Given passage:
※ ※ ※
At the First Stop on Delegate Zero’s Restarted Tour, Adherents Proclaim Solidarity with the Cuban People Despite the Contradictions of the Revolution


By Simon Fitzgerald
Opinion Commentary

October 9, 2006

TEPIC, MEXICO, October 8: the Other Campaign hit the road again today, officially restarting Delegate Zero’s tour of the entire Mexican nation that had been suspended this past May after a massive police attack against adherents of the Other Campaign in San Salvador Atenco.

Today’s conference, entitled “Latin America, From Below and to the Left,” commemorated the thirty-ninth anniversary Ernesto “Che” Guevara assassination in Bolivia. Images of Che were prominently featured, and each of the speakers called upon his life for inspiration.

The conference opened with examples of how “the Other Nayarit” has come together and strengthened its struggles because of the the Other Campaign’s visit last May. It closed with a letter from the People in Defense of the Land, the targets of the police attack in Atenco. Many political movements, both from above and from below, in various Latin American countries were discussed, including: the “Argentinazo” uprising of December 2001 following the economic collapse in Argentina, Lula’s Workers’ Party in Brazil, Hugo Chavez and the Bolivarian Revolution in Venezuela, and President Evo Morales and his Bolivian indigenous supporters. However, perhaps owed to the fact that Che Guevara was the primary icon of the event, the recurring theme was the Cuban revolution.

I have my own impressions of the Cuban revolution and my own relationship with “el pueblo cubano” (the Cuban people). I spent a year studying at the University of Havana, and that experience has been fundamental to my growth, both personally and politically. I have strong affection for the Cuban people and great respect for the Cuban experience. My feelings towards the Cuban government and the Cuban revolution are just as strong, but much more complicated.

The conference was called primarily by Mexican communist organizations, including the Party of Communists, the Francisco Villa Popular Front–INOPI, the Young Communists of Mexico, and Worker and Socialist Unity. Other than the representative from Atenco and Subcomandante Marcos from the EZLN, the speakers were representatives of these organizations.
※ ※ ※
Exercise objective: Duplicate the passage of the commentary that begins at the words "The conference was" and stops after "of these organizations.". Rely solely on the commentary above.

Material:
※ ※ ※
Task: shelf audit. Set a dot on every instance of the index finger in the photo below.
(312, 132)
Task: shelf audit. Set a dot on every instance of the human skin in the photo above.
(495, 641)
※ ※ ※
Reply:
The conference was called primarily by Mexican communist organizations, including the Party of Communists, the Francisco Villa Popular Front–INOPI, the Young Communists of Mexico, and Worker and Socialist Unity. Other than the representative from Atenco and Subcomandante Marcos from the EZLN, the speakers were representatives of these organizations.